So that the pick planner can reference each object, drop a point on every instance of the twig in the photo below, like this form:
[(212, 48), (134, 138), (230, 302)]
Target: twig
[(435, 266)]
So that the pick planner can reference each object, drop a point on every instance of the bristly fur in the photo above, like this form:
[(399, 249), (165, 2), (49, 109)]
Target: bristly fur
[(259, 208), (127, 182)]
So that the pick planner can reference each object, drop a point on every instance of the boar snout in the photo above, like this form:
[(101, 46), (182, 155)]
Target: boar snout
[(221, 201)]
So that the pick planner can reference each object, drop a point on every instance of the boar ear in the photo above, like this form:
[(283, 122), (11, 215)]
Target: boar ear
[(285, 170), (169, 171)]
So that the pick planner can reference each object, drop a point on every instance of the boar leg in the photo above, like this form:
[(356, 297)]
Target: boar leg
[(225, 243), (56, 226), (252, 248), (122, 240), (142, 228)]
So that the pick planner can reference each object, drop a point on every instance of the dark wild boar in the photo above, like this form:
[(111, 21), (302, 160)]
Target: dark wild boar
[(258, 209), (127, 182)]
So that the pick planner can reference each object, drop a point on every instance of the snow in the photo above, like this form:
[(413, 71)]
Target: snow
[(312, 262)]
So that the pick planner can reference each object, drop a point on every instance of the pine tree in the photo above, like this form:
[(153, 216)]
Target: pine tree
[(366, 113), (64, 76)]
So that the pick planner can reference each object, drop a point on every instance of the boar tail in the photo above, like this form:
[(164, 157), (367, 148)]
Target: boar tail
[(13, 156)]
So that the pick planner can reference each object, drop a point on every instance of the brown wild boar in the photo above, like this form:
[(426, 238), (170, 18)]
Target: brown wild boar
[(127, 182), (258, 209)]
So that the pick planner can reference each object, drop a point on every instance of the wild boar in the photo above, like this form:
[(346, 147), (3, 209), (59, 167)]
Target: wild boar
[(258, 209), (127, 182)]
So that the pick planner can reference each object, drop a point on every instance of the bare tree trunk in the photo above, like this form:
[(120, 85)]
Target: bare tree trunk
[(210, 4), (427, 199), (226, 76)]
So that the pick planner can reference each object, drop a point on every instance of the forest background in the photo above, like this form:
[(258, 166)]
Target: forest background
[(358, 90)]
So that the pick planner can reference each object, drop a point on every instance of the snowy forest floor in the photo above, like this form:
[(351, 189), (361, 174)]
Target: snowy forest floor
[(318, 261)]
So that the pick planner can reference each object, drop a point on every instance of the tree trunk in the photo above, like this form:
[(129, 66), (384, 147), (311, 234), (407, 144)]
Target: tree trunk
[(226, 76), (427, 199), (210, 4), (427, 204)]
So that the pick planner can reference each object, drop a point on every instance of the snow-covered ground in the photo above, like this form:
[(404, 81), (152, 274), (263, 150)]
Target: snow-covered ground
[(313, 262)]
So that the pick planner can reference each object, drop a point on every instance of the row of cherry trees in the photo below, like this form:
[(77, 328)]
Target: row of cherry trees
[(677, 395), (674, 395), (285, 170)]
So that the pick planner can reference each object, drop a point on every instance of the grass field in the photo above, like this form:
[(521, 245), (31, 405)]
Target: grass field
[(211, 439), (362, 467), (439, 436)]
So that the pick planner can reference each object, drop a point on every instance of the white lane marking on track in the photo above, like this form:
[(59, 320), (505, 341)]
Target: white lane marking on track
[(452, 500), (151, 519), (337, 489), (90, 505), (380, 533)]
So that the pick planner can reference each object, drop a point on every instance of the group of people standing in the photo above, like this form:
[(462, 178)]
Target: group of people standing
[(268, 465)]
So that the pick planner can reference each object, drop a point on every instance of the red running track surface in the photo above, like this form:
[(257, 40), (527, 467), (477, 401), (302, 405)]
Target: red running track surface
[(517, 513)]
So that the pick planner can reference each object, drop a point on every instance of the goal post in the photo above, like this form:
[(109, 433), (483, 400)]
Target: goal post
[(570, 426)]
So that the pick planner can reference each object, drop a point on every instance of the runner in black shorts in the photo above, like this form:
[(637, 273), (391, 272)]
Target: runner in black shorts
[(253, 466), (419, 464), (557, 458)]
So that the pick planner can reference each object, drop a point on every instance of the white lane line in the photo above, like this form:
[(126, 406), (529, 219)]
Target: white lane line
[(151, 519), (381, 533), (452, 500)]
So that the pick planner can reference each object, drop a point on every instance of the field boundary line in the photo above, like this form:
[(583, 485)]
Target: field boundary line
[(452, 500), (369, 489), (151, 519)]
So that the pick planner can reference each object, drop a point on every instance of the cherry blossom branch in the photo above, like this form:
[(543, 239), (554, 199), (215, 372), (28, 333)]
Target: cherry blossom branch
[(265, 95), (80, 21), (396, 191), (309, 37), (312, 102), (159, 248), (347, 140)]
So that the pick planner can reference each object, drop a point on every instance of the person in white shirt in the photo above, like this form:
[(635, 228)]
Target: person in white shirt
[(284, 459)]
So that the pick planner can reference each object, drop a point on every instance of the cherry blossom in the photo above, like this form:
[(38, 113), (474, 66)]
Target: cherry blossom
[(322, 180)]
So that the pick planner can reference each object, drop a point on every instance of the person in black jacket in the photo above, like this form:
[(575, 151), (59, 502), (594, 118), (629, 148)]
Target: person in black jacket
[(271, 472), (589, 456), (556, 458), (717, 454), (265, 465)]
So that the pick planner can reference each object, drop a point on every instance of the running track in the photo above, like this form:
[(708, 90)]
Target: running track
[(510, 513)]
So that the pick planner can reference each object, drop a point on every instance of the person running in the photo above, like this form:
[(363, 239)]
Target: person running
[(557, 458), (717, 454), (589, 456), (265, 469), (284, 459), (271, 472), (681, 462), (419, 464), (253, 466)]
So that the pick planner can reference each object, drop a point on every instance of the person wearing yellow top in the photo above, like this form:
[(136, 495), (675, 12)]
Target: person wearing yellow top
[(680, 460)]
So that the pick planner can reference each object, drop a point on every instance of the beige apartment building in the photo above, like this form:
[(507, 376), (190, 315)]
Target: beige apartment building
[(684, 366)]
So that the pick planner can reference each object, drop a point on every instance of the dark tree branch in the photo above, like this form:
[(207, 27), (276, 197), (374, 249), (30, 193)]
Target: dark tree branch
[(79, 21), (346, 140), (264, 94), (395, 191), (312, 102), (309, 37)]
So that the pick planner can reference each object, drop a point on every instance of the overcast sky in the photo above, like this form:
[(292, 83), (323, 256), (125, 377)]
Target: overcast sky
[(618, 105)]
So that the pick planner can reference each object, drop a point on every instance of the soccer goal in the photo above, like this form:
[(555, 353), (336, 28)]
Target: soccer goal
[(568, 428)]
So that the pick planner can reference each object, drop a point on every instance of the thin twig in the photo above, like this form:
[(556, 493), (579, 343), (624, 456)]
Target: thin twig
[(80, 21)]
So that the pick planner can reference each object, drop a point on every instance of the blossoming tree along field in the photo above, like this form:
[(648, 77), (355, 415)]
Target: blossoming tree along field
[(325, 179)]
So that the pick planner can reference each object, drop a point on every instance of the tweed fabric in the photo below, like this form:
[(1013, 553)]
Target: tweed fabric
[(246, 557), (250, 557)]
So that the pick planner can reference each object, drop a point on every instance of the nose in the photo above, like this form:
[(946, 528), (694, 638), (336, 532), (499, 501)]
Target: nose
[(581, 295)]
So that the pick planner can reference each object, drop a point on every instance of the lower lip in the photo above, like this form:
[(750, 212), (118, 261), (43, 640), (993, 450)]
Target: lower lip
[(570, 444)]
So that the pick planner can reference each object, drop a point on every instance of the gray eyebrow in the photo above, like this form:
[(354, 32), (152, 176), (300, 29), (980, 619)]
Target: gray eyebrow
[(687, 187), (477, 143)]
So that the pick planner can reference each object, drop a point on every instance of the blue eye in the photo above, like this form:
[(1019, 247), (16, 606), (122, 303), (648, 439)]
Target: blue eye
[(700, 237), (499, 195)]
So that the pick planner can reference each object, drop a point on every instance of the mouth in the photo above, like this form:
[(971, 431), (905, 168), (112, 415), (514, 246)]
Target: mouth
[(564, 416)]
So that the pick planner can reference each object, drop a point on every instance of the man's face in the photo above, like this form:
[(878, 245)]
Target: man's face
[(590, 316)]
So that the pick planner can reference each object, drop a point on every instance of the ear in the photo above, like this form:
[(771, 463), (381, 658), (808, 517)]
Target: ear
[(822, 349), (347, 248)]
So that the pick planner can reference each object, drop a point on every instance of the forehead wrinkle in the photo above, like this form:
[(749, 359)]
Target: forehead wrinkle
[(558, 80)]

-- Task details --
Reproduce the rows from the very beginning through the line that contains "[(221, 201)]", including that line, character for character.

-- Response to the task --
So that the pick planner can reference each object, drop a point on every instance of the twig in the photo below, like this form:
[(212, 48), (134, 138), (230, 302)]
Target: twig
[(435, 266)]
So that the pick planner can reference each object, drop a point on every instance of the bristly fur in the photo above, like this form:
[(399, 249), (165, 2), (49, 109)]
Target: bristly fur
[(259, 208), (127, 182)]
So that the pick planner can reference each object, drop a point on every instance of the boar snout in the photo above, like this form:
[(101, 46), (182, 155)]
Target: boar snout
[(221, 201)]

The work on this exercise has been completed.